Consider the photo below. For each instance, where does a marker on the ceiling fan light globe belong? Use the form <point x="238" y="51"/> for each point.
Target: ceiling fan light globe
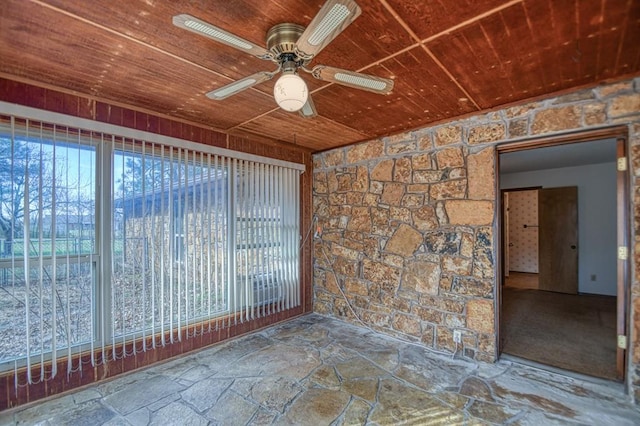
<point x="290" y="92"/>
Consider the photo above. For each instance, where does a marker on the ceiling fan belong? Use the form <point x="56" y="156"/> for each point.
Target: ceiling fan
<point x="291" y="47"/>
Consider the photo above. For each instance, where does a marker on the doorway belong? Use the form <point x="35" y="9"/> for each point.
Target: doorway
<point x="559" y="288"/>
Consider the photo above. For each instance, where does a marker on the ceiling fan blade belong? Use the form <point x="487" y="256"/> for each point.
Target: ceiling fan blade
<point x="308" y="109"/>
<point x="353" y="79"/>
<point x="203" y="28"/>
<point x="239" y="85"/>
<point x="332" y="19"/>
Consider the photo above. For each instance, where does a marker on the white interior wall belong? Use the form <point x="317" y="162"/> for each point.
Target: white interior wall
<point x="596" y="218"/>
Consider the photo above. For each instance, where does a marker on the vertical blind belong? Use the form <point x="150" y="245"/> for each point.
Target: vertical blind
<point x="118" y="245"/>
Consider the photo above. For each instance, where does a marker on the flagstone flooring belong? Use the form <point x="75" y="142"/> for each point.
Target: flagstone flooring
<point x="316" y="370"/>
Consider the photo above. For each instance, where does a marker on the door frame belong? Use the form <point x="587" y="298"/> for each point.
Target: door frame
<point x="621" y="135"/>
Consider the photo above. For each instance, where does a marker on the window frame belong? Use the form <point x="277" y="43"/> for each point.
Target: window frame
<point x="101" y="259"/>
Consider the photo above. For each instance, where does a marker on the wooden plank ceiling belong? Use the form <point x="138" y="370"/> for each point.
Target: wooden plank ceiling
<point x="448" y="58"/>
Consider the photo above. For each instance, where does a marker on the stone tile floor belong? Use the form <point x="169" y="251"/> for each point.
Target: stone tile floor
<point x="320" y="371"/>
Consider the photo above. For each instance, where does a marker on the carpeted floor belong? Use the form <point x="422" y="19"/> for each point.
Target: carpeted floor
<point x="572" y="332"/>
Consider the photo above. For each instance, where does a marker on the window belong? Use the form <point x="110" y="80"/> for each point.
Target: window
<point x="47" y="240"/>
<point x="107" y="238"/>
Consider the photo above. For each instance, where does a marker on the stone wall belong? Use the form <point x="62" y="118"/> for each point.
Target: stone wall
<point x="409" y="222"/>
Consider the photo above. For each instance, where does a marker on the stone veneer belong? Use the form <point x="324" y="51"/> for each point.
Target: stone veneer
<point x="408" y="222"/>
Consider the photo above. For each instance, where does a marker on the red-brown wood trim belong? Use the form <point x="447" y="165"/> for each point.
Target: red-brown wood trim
<point x="573" y="137"/>
<point x="622" y="179"/>
<point x="87" y="374"/>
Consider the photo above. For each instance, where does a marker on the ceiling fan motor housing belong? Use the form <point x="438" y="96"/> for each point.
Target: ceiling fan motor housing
<point x="281" y="41"/>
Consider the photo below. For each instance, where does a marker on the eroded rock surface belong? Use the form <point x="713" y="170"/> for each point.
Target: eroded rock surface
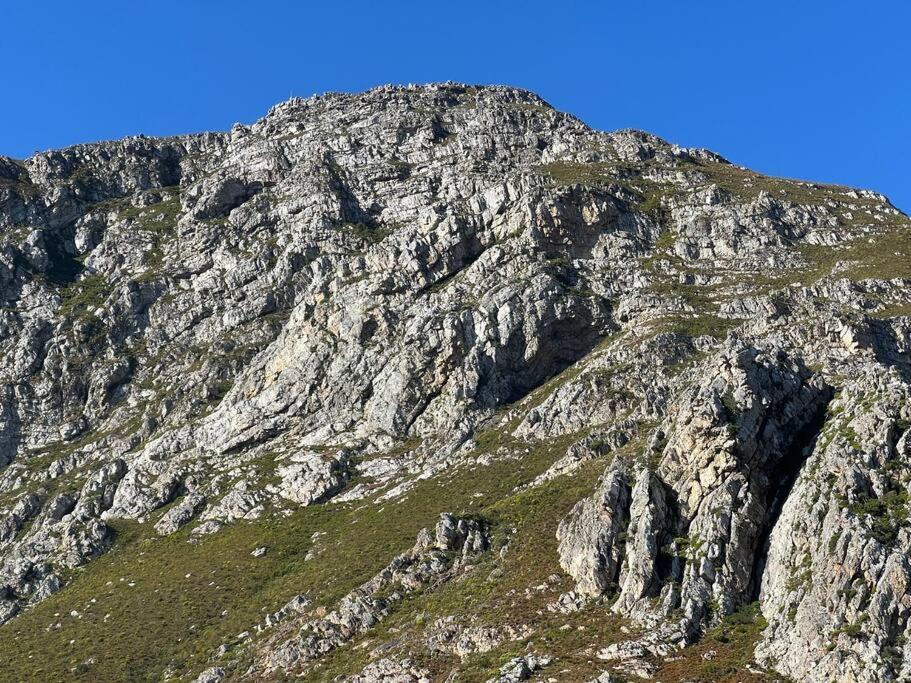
<point x="358" y="293"/>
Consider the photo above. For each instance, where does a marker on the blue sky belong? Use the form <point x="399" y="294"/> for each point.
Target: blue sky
<point x="806" y="89"/>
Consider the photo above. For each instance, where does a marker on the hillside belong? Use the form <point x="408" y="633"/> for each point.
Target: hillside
<point x="438" y="383"/>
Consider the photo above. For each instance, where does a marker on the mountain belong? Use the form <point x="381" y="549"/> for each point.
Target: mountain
<point x="439" y="383"/>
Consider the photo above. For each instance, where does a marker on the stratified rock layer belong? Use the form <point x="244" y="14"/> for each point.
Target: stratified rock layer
<point x="353" y="293"/>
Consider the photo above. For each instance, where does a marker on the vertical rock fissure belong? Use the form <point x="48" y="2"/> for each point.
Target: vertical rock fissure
<point x="782" y="478"/>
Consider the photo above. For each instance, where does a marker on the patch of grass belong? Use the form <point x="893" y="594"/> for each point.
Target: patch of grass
<point x="172" y="617"/>
<point x="723" y="655"/>
<point x="79" y="299"/>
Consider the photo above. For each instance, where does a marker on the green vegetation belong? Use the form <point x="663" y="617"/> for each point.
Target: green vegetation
<point x="367" y="232"/>
<point x="79" y="299"/>
<point x="887" y="513"/>
<point x="732" y="643"/>
<point x="172" y="614"/>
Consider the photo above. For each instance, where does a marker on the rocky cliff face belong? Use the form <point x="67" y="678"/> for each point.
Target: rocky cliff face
<point x="269" y="357"/>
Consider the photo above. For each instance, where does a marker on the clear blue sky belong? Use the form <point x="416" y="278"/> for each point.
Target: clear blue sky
<point x="803" y="88"/>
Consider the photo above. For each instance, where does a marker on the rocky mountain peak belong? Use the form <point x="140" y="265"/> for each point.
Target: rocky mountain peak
<point x="437" y="381"/>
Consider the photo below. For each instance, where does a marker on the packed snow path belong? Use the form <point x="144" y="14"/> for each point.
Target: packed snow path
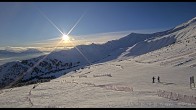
<point x="130" y="86"/>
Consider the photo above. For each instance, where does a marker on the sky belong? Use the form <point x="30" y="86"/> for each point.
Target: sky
<point x="31" y="24"/>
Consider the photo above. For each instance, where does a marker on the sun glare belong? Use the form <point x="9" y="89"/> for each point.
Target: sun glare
<point x="65" y="38"/>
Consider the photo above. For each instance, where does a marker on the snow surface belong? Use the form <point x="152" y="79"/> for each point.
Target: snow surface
<point x="120" y="74"/>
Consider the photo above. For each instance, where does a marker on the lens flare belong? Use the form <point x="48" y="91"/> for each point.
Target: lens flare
<point x="65" y="38"/>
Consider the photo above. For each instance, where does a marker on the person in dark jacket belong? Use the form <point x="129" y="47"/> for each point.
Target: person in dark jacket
<point x="158" y="79"/>
<point x="153" y="78"/>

_____

Copy the material shown above in full and exactly. Skip the pictures.

Output of the task |
Consider the photo below. For each instance, where does a marker on the ceiling fan light globe belong? Use the form <point x="238" y="51"/> for each point.
Target: ceiling fan light globe
<point x="290" y="92"/>
Consider the photo above. For each instance, where does a marker on the ceiling fan belong? Use the form <point x="56" y="156"/> for each point.
Target: ceiling fan
<point x="291" y="47"/>
Consider the photo above. For each instance, where does a marker on the doorway belong? Use the form <point x="35" y="9"/> for each point.
Target: doorway
<point x="559" y="288"/>
Consider the photo above. For each instance, where does a marker on the ceiling fan blade belong? Use the form <point x="487" y="256"/> for each point.
Target: ceiling fan blade
<point x="308" y="109"/>
<point x="353" y="79"/>
<point x="203" y="28"/>
<point x="239" y="85"/>
<point x="332" y="19"/>
Consider the photo above. For each instance, where does a marker on the white interior wall belong? Use the form <point x="317" y="162"/> for each point.
Target: white interior wall
<point x="596" y="218"/>
Consider the photo above. For each instance, where does a marker on the vertical blind belong? Use the form <point x="150" y="245"/> for each point.
Target: vertical blind
<point x="118" y="245"/>
Consider the photo above. For each instance, where does a marker on the flagstone flooring belong? Use the form <point x="75" y="142"/> for each point.
Target: flagstone flooring
<point x="316" y="370"/>
Consider the photo above. For each instance, where does a marker on the door frame belong? Use the form <point x="587" y="298"/> for each point.
Target: door frame
<point x="621" y="135"/>
Consider the photo above. For each instance, where does a marker on the window frame belong? Use the form <point x="277" y="43"/> for each point.
Target: window frame
<point x="101" y="259"/>
Consider the photo above. For each instance, where does a marker on the wooden plank ceiling belong? Use the form <point x="138" y="370"/> for each point.
Target: wooden plank ceiling
<point x="448" y="58"/>
Consider the photo above. For each instance, where does a marker on the stone tile floor belong? Use the form <point x="169" y="251"/> for each point.
Target: stone tile floor
<point x="320" y="371"/>
Consider the photo above. For each instance, where does a marker on the carpeted floor belong? Use the form <point x="422" y="19"/> for each point.
Target: carpeted floor
<point x="572" y="332"/>
Consider the photo above. For each instance, where does a marker on the window belong? Use the form <point x="110" y="80"/> for each point.
Target: window
<point x="47" y="240"/>
<point x="107" y="238"/>
Consider the photo above. For each instance, where does a marker on the stone wall belong? Use the form <point x="62" y="118"/> for each point.
Target: stone wall
<point x="409" y="222"/>
Consider the photo above. For each instance, where does a marker on the stone veneer belong? Use the form <point x="324" y="51"/> for each point.
Target: stone veneer
<point x="408" y="222"/>
Consider the photo above. For each instance, where does a marker on the red-brown wood trim belong? Use the form <point x="447" y="165"/> for each point.
Target: red-brown wood trim
<point x="573" y="137"/>
<point x="622" y="179"/>
<point x="87" y="374"/>
Consider the photo above. For each instance, where does a marker on the ceiling fan motor housing belong? Use the form <point x="438" y="96"/> for each point.
Target: ceiling fan motor housing
<point x="281" y="41"/>
Consider the photo below. For each instance, where does a marker on the eroded rock surface belong? Use the form <point x="713" y="170"/> for each point.
Target: eroded rock surface
<point x="358" y="293"/>
Consider the photo above. For each instance, where does a marker on the blue sky belong? Use the form <point x="399" y="294"/> for each point.
Target: blue sky
<point x="806" y="89"/>
Consider the photo above. For each instance, where does a marker on the hillside belong? Use the form <point x="408" y="633"/> for each point.
Target: hillside
<point x="438" y="383"/>
Consider the photo above. For each instance, where does a marker on the mountain belong? Use the form <point x="381" y="549"/> for each point.
Target: mountain
<point x="439" y="383"/>
Consider the photo above. For each instance, where does a marker on the stratified rock layer belong? Use the form <point x="244" y="14"/> for each point.
Target: stratified rock layer
<point x="353" y="293"/>
Consider the photo above. For each instance, where does a marker on the vertical rock fissure belong? Use the form <point x="48" y="2"/> for each point.
Target: vertical rock fissure
<point x="782" y="478"/>
Consider the photo above. For each instance, where does a marker on the patch of grass belong? Use the form <point x="893" y="594"/> for each point.
Target: patch of grass
<point x="172" y="617"/>
<point x="723" y="655"/>
<point x="79" y="299"/>
Consider the photo above. For each instance, where does a marker on the green vegetation belong? Use the form <point x="663" y="617"/> for each point.
Target: green vegetation
<point x="367" y="232"/>
<point x="79" y="299"/>
<point x="887" y="513"/>
<point x="732" y="643"/>
<point x="172" y="614"/>
Consider the photo above. For each instance, where does a marker on the rocky cliff face belong? Use the form <point x="67" y="678"/> for each point.
Target: rocky cliff face
<point x="269" y="357"/>
Consider the photo above. For each instance, where does a marker on the clear blue sky belong? Use the form <point x="416" y="278"/> for each point.
Target: clear blue sky
<point x="803" y="88"/>
Consider the photo above. For each instance, where does a marker on the rocky mountain peak belong? Use the form <point x="140" y="265"/> for each point.
Target: rocky mountain peak
<point x="437" y="381"/>
Consider the photo below. For each instance, where does a marker on the packed snow path belong? Use the form <point x="144" y="14"/> for each point.
Target: packed snow path
<point x="130" y="86"/>
Consider the photo above. For each instance, where does a marker on the sky belong? Use the form <point x="30" y="86"/> for each point.
Target: sky
<point x="31" y="24"/>
Consider the photo above. For each instance, where does a marker on the sun glare belong? Use the form <point x="9" y="89"/> for each point.
Target: sun glare
<point x="65" y="38"/>
Consider the photo above. For each instance, where does a marker on the snow surface belong? Use the form <point x="152" y="79"/> for each point.
Target: snow surface
<point x="120" y="74"/>
Consider the photo above. For each instance, where does a marker on the lens flare belong? Use the form <point x="48" y="91"/> for each point.
Target: lens flare
<point x="65" y="38"/>
Consider the photo above. For each instance, where does a marker on the person in dark jacket belong? Use the form <point x="129" y="47"/> for each point.
Target: person in dark jacket
<point x="158" y="79"/>
<point x="153" y="78"/>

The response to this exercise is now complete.